(Saved data entries)

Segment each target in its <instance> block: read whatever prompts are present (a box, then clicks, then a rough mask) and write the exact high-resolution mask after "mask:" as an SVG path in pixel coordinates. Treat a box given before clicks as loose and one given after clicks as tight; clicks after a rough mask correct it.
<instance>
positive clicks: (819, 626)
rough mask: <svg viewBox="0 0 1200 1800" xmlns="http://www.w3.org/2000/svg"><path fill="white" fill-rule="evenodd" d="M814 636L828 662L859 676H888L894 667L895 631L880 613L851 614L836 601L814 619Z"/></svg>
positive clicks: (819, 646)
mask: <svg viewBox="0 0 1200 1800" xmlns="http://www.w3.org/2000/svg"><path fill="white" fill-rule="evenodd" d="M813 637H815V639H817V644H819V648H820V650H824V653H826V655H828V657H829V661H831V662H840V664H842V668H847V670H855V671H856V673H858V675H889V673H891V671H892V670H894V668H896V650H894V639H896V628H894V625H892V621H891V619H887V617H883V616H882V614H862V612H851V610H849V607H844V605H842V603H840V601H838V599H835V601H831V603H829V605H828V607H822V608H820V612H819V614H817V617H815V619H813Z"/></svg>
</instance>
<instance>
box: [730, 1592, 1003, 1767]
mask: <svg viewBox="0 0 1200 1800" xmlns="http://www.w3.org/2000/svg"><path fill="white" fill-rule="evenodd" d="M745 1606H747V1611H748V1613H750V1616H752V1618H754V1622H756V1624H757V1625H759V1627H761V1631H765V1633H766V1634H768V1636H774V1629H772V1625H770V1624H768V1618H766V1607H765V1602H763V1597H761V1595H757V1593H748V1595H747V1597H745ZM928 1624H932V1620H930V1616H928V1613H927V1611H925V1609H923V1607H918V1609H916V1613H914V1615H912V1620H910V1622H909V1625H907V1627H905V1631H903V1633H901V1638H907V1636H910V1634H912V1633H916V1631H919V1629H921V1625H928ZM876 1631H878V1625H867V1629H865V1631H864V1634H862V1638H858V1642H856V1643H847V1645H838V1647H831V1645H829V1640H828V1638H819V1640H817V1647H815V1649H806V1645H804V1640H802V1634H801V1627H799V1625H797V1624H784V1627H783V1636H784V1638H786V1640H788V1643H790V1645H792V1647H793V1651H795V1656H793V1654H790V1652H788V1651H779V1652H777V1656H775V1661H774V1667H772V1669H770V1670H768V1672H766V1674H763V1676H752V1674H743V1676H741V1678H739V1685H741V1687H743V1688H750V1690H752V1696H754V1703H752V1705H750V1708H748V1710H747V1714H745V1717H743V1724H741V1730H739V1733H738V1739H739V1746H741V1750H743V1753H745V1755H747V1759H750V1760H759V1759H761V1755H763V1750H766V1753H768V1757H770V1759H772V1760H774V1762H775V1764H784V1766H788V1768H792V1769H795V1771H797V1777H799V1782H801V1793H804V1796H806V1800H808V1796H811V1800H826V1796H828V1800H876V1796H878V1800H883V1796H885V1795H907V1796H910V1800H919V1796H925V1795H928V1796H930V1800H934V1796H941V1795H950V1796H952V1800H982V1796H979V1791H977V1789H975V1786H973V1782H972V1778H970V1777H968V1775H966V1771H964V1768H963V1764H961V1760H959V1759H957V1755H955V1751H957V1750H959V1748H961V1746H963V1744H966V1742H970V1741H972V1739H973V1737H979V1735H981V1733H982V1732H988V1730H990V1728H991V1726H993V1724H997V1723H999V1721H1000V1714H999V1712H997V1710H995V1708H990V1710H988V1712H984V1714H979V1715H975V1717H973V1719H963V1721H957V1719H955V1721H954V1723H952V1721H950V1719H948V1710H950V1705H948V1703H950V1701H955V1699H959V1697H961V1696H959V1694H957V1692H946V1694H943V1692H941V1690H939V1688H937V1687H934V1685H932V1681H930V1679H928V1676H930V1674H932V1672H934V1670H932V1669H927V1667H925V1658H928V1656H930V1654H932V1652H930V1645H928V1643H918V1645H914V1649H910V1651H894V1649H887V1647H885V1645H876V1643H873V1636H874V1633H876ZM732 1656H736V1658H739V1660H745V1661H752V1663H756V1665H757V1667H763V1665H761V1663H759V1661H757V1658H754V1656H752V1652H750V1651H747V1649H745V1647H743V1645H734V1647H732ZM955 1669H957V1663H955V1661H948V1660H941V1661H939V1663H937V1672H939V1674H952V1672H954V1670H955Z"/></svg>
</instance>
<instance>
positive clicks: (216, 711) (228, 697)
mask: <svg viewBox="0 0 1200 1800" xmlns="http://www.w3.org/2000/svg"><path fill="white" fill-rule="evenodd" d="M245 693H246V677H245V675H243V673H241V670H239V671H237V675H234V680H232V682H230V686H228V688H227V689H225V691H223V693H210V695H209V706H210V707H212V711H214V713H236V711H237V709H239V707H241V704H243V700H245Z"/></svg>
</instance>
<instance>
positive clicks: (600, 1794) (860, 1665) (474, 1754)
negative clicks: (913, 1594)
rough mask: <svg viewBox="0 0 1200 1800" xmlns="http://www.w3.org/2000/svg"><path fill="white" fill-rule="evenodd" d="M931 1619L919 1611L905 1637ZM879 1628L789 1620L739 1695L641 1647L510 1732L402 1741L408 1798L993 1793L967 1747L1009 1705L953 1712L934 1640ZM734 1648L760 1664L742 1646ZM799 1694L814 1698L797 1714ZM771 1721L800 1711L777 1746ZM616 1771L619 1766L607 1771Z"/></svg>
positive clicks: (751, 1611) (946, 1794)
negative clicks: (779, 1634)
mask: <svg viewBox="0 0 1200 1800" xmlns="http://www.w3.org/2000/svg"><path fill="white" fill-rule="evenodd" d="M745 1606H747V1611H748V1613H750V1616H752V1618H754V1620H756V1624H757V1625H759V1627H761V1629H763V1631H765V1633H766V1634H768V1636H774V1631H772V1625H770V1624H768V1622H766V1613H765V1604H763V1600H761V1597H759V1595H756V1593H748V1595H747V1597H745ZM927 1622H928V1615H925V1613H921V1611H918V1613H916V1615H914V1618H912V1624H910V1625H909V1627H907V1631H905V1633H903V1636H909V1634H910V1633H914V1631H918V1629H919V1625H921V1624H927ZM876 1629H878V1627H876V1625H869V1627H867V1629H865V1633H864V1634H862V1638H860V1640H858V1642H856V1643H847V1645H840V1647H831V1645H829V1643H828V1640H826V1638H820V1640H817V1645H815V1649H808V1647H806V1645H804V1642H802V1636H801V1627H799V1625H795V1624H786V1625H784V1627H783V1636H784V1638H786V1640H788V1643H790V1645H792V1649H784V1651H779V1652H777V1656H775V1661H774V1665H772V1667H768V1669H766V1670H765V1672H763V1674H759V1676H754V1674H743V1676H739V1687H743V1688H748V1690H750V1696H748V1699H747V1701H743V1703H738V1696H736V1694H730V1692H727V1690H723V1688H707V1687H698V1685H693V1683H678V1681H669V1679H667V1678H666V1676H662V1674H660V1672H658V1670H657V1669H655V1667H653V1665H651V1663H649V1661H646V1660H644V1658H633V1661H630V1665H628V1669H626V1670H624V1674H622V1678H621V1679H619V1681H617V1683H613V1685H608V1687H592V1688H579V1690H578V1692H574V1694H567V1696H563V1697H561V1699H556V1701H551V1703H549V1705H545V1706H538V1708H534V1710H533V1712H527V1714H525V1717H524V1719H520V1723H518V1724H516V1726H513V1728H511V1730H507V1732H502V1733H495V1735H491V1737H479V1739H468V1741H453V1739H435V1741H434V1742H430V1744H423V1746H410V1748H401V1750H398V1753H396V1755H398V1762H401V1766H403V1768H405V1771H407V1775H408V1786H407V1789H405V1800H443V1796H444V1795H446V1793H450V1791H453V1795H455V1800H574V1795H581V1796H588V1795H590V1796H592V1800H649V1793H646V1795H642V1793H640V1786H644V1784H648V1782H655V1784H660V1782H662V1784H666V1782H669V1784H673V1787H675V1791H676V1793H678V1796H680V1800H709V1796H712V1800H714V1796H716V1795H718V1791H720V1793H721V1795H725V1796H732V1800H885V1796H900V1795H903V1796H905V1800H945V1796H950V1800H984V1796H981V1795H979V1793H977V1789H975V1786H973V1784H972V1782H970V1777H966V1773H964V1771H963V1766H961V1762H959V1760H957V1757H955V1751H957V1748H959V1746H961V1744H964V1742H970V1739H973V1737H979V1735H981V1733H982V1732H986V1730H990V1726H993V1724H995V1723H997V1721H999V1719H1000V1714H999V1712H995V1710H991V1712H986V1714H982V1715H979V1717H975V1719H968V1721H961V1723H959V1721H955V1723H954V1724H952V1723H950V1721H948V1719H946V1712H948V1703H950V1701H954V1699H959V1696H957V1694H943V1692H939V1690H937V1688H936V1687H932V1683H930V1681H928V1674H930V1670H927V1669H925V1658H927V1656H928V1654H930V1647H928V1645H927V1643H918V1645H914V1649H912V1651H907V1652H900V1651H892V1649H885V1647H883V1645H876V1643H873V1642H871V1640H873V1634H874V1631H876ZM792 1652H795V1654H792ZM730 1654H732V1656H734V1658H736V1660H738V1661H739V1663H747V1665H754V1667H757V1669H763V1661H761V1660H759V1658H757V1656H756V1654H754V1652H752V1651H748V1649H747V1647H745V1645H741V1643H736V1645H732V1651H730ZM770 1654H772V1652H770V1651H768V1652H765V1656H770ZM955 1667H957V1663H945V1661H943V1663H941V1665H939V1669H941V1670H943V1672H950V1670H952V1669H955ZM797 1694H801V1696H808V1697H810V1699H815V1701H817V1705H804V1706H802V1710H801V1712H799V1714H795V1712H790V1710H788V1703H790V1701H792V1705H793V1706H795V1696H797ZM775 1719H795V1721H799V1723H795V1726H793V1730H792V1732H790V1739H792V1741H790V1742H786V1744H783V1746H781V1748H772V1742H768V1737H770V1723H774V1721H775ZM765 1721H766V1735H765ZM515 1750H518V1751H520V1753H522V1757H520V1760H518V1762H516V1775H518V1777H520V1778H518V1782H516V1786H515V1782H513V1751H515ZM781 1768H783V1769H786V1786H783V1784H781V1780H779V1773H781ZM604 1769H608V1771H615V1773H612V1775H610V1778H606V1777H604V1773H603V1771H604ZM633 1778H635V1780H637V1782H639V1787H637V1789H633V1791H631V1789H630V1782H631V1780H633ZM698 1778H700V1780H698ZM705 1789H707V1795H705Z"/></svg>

**What you are asked to do:** Give again exactly, and only, the lines above starting at the one with "positive clicks: (600, 1794)" and ending at the one with "positive clicks: (751, 1611) (946, 1794)".

**Response to this task:**
positive clicks: (600, 1794) (860, 1665) (474, 1754)
negative clicks: (913, 1594)
rough mask: <svg viewBox="0 0 1200 1800" xmlns="http://www.w3.org/2000/svg"><path fill="white" fill-rule="evenodd" d="M931 1619L919 1611L905 1637ZM879 1628L789 1620L739 1695L641 1647L510 1732L402 1741L408 1798L993 1793L967 1747L1009 1705L953 1712L934 1640ZM734 1648L760 1664L742 1646ZM799 1694L814 1698L797 1714ZM771 1721L800 1711L777 1746ZM616 1771L619 1766L607 1771Z"/></svg>
positive clicks: (751, 1611) (946, 1794)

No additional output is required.